DATASET RECORDS ▸
— START —

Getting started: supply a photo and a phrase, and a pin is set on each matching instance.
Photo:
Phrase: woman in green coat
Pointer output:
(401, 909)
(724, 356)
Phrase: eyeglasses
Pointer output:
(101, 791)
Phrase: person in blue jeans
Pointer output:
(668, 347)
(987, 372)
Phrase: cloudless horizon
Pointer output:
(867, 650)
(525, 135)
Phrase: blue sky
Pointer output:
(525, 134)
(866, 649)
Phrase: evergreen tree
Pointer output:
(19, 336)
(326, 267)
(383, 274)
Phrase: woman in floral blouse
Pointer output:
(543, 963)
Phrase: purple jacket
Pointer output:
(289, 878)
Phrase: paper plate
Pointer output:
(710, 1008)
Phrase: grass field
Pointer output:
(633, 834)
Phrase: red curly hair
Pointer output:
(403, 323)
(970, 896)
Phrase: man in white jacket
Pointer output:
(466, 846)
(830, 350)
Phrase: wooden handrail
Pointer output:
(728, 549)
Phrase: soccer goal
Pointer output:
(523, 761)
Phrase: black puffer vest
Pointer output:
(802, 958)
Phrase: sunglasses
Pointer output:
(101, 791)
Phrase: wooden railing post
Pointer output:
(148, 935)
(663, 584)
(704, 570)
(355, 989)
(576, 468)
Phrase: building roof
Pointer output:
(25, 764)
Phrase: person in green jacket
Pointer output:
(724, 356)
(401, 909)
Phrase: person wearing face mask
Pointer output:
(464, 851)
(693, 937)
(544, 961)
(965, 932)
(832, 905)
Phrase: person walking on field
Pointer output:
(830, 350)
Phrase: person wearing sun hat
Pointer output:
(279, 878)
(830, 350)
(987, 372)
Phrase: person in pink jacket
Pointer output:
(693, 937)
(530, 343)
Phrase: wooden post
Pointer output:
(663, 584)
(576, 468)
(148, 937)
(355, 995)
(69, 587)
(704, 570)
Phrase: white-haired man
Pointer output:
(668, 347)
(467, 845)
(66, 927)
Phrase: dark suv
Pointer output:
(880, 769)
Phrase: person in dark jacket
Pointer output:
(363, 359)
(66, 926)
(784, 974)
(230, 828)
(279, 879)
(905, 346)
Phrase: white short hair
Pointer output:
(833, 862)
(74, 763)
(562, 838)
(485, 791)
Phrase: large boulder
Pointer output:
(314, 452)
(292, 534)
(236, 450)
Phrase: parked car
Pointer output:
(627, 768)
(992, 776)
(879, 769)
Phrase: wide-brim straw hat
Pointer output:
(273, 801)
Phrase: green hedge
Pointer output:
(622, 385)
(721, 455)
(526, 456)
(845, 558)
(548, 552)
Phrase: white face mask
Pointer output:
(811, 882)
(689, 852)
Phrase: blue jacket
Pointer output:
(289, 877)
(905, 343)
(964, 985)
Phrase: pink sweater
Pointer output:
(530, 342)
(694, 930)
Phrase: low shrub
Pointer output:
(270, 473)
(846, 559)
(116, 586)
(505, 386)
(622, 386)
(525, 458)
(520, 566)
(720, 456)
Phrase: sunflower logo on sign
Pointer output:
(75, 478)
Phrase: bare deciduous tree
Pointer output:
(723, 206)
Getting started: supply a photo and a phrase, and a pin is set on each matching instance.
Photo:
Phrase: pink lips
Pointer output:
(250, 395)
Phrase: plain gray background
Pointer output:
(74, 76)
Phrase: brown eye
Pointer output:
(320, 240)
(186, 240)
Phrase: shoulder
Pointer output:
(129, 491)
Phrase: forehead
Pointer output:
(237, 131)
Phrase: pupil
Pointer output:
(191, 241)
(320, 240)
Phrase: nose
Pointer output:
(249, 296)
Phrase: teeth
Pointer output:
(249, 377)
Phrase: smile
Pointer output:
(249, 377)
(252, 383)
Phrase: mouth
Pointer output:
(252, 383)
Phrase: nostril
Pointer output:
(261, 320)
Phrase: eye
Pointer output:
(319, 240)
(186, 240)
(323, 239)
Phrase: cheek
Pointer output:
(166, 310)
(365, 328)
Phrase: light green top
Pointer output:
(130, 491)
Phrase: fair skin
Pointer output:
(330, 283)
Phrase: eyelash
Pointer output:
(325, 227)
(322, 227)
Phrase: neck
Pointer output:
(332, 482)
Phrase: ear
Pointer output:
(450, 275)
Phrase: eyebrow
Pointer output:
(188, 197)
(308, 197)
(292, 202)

— END —

WHAT YOU SHOULD DO ▸ Render every entry above as a JSON list of strings, with one string for each line and no blank lines.

WRITTEN ANSWER ▸
[
  "Getting started: supply a photo and a phrase, and a pin is set on each matching instance.",
  "Photo:",
  "Phrase: woman in green coat",
  "Pointer output:",
  "(401, 909)",
  "(724, 356)",
  "Phrase: eyeglasses",
  "Pointer output:",
  "(101, 791)",
  "Phrase: person in blue jeans",
  "Pointer output:",
  "(668, 347)",
  "(987, 372)",
  "Phrase: cloudless horizon",
  "Pointer output:",
  "(867, 650)",
  "(525, 135)",
  "Phrase: blue sky",
  "Pointer output:",
  "(525, 134)",
  "(866, 649)",
  "Phrase: evergreen tree",
  "Pointer output:",
  "(19, 336)",
  "(326, 267)",
  "(383, 274)",
  "Phrase: woman in floral blouse",
  "Pointer output:",
  "(543, 963)",
  "Phrase: purple jacket",
  "Pointer output:",
  "(289, 878)",
  "Phrase: paper plate",
  "Pointer output:",
  "(710, 1008)",
  "Phrase: grass field",
  "Pointer output:",
  "(633, 834)",
  "Phrase: red curly hair",
  "Pointer output:",
  "(403, 323)",
  "(970, 896)",
  "Phrase: man in white jacket",
  "Pointer output:",
  "(466, 846)",
  "(830, 350)",
  "Phrase: wooden handrail",
  "Pointer output:",
  "(728, 549)",
  "Phrase: soccer goal",
  "Pointer output:",
  "(523, 761)",
  "Phrase: black puffer vest",
  "Pointer output:",
  "(802, 958)",
  "Phrase: sunglasses",
  "Pointer output:",
  "(101, 791)",
  "Phrase: wooden railing post",
  "Pointer output:",
  "(148, 935)",
  "(663, 584)",
  "(704, 570)",
  "(355, 989)",
  "(576, 468)",
  "Phrase: building roof",
  "Pointer output:",
  "(25, 764)",
  "Phrase: person in green jacket",
  "Pointer output:",
  "(724, 356)",
  "(401, 909)",
  "Phrase: person wearing face mask",
  "Pointer output:",
  "(464, 851)",
  "(693, 937)",
  "(544, 961)",
  "(965, 932)",
  "(832, 905)",
  "Phrase: person walking on field",
  "Pointer output:",
  "(830, 350)",
  "Phrase: person wearing sun hat",
  "Pointer output:",
  "(279, 878)",
  "(830, 350)",
  "(987, 372)",
  "Phrase: person in pink jacket",
  "Pointer output:",
  "(693, 937)",
  "(530, 343)",
  "Phrase: wooden post",
  "Pointer output:",
  "(663, 584)",
  "(576, 468)",
  "(148, 937)",
  "(355, 995)",
  "(69, 587)",
  "(704, 570)",
  "Phrase: white-haired man",
  "Pointer output:",
  "(668, 347)",
  "(467, 845)",
  "(66, 927)",
  "Phrase: dark suv",
  "Pointer output:",
  "(880, 769)",
  "Phrase: person in dark jacket",
  "Pointer output:",
  "(363, 359)",
  "(66, 926)",
  "(784, 974)",
  "(230, 828)",
  "(279, 879)",
  "(905, 346)",
  "Phrase: white short hair",
  "Pointer output:",
  "(833, 862)",
  "(74, 763)",
  "(562, 838)",
  "(485, 791)",
  "Phrase: large boulder",
  "Pointer output:",
  "(314, 452)",
  "(292, 534)",
  "(236, 450)",
  "Phrase: parked car",
  "Pointer output:",
  "(627, 768)",
  "(992, 776)",
  "(879, 769)",
  "Phrase: wide-brim straw hat",
  "Pointer output:",
  "(273, 801)",
  "Phrase: green hedge",
  "Pointer output:",
  "(622, 385)",
  "(721, 455)",
  "(526, 456)",
  "(845, 558)",
  "(548, 552)",
  "Phrase: white face mask",
  "Pointer output:",
  "(811, 882)",
  "(689, 852)",
  "Phrase: blue jacket",
  "Pointer output:",
  "(289, 877)",
  "(905, 343)",
  "(964, 985)",
  "Phrase: pink sweater",
  "Pointer output:",
  "(530, 342)",
  "(694, 930)",
  "Phrase: low shrub",
  "Pointer output:",
  "(270, 473)",
  "(846, 559)",
  "(116, 586)",
  "(505, 386)",
  "(622, 386)",
  "(525, 458)",
  "(520, 566)",
  "(720, 456)",
  "Phrase: sunflower logo on sign",
  "Pointer output:",
  "(75, 478)",
  "Phrase: bare deciduous tree",
  "Pointer output:",
  "(723, 206)",
  "Getting started: supply a photo and a phrase, and a pin is set on each matching instance.",
  "Photo:",
  "Phrase: pink lips",
  "Pointer output:",
  "(250, 395)",
  "Phrase: plain gray background",
  "Pointer output:",
  "(74, 76)",
  "Phrase: brown eye",
  "Pointer output:",
  "(320, 240)",
  "(186, 240)",
  "Phrase: shoulder",
  "Pointer output:",
  "(129, 491)",
  "Phrase: forehead",
  "Pointer output:",
  "(237, 131)",
  "Phrase: pupil",
  "Pointer output:",
  "(191, 241)",
  "(320, 240)",
  "Phrase: nose",
  "Pointer output:",
  "(249, 296)",
  "Phrase: teeth",
  "Pointer output:",
  "(249, 377)",
  "Phrase: smile",
  "Pointer output:",
  "(249, 377)",
  "(252, 383)",
  "Phrase: mouth",
  "Pointer output:",
  "(252, 383)",
  "Phrase: nostril",
  "Pointer output:",
  "(261, 320)",
  "Phrase: eye",
  "Pointer output:",
  "(319, 240)",
  "(186, 240)",
  "(323, 239)",
  "Phrase: cheek",
  "Pointer output:",
  "(166, 310)",
  "(365, 328)",
  "Phrase: light green top",
  "Pointer output:",
  "(130, 491)",
  "Phrase: fair skin",
  "Pointer output:",
  "(330, 283)",
  "Phrase: eyelash",
  "Pointer output:",
  "(325, 227)",
  "(322, 227)",
  "Phrase: neck",
  "Pointer output:",
  "(332, 482)",
  "Phrase: ear",
  "Pointer output:",
  "(450, 275)",
  "Phrase: eyebrow",
  "Pointer output:",
  "(188, 197)",
  "(308, 197)",
  "(292, 202)"
]